=== Recorded data ===

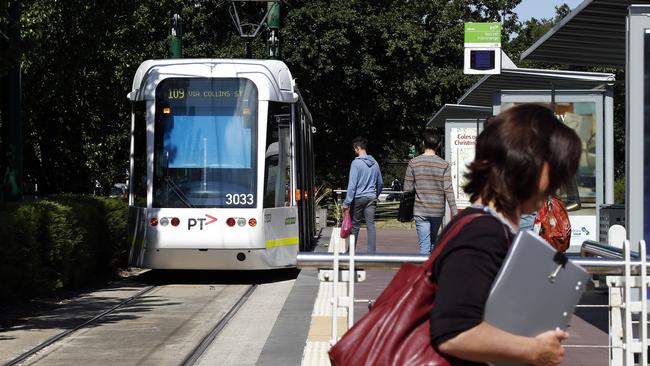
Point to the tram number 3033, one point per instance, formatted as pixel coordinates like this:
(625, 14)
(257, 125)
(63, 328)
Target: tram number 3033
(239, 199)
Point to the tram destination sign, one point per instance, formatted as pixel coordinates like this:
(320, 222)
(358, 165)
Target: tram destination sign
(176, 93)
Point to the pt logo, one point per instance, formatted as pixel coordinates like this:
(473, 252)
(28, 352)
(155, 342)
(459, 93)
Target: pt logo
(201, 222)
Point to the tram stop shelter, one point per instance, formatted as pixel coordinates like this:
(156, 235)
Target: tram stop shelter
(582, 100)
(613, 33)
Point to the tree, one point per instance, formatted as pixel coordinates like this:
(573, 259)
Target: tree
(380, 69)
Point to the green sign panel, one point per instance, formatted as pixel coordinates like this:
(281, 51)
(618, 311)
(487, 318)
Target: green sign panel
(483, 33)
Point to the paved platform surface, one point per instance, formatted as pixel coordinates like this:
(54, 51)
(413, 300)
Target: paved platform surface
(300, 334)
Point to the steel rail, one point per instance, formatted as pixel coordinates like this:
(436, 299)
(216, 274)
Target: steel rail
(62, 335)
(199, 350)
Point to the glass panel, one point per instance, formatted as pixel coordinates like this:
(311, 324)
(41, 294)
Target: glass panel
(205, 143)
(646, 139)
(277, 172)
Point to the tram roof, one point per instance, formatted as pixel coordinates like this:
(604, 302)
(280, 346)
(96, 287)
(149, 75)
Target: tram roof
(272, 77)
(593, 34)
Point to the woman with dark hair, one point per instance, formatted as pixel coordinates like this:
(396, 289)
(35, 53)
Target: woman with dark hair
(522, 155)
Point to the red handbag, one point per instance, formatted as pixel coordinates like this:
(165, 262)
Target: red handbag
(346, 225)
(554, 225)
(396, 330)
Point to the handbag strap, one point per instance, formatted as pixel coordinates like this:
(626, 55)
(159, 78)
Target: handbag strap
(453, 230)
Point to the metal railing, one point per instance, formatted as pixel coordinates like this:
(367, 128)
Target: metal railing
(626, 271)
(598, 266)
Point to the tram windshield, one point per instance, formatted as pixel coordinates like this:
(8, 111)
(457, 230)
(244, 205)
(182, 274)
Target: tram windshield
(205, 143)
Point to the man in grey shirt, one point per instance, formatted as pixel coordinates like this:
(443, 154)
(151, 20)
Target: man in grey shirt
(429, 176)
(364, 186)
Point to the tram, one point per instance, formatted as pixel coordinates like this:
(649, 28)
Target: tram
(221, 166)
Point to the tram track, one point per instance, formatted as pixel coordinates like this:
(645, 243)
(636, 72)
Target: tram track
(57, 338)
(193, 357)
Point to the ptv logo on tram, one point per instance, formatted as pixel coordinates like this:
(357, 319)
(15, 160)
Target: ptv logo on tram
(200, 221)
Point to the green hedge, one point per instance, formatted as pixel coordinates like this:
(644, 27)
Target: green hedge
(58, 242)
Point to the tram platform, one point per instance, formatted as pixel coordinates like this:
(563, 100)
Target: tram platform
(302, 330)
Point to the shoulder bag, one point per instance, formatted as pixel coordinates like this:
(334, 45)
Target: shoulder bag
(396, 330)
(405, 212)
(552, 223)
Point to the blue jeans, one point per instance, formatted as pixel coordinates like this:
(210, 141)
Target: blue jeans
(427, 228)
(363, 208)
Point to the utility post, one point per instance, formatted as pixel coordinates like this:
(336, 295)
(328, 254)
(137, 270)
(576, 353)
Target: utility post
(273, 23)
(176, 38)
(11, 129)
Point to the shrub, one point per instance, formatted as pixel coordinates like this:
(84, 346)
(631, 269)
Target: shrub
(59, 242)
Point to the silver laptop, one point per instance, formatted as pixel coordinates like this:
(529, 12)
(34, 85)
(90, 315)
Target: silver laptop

===
=== Recorded data ===

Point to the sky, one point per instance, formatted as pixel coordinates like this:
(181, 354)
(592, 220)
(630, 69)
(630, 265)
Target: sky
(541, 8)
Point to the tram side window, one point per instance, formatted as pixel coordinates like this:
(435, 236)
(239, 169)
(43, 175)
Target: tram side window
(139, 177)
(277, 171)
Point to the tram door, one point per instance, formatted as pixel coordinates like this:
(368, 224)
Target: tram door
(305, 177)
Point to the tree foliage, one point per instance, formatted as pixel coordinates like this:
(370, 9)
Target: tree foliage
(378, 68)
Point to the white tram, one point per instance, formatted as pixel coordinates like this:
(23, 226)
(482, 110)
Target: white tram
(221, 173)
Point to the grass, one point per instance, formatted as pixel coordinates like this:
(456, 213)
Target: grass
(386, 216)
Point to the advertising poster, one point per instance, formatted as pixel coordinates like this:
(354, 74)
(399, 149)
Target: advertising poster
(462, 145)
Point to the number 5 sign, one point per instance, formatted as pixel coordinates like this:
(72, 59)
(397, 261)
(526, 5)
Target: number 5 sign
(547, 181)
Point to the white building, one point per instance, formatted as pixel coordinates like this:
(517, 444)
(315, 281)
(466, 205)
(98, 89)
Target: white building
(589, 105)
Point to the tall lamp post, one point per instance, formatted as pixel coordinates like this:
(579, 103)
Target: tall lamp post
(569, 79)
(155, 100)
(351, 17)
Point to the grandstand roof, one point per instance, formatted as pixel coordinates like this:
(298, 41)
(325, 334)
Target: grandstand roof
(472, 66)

===
=== Recorded data ===

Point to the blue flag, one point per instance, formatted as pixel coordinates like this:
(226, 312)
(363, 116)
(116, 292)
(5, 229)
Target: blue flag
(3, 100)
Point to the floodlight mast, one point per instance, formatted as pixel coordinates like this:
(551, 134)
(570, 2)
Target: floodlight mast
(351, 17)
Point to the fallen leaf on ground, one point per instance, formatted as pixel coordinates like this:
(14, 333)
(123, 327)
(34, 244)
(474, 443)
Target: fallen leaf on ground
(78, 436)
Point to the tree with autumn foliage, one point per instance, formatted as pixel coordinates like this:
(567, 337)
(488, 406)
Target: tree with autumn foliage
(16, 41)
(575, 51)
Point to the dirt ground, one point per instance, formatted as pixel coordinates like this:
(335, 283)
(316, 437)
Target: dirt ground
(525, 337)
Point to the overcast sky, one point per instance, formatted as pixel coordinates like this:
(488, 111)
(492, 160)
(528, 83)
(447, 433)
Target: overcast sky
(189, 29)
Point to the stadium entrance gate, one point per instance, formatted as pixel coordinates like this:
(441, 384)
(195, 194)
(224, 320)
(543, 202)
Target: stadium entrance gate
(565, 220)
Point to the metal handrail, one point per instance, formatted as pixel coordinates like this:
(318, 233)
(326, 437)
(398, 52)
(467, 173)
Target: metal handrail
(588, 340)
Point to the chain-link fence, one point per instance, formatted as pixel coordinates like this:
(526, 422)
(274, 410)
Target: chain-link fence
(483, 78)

===

Your reply should be one number: how many lines in the entries above contain the word "laptop".

Exercise result:
2